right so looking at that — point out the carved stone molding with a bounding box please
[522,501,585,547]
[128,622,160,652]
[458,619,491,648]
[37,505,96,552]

•••••

The entries above must be output exactly, with every line preserved.

ANSWER SPACE
right so looking at that — point out the carved stone molding with a bounding box please
[522,501,585,547]
[128,622,160,652]
[458,619,491,648]
[37,505,96,552]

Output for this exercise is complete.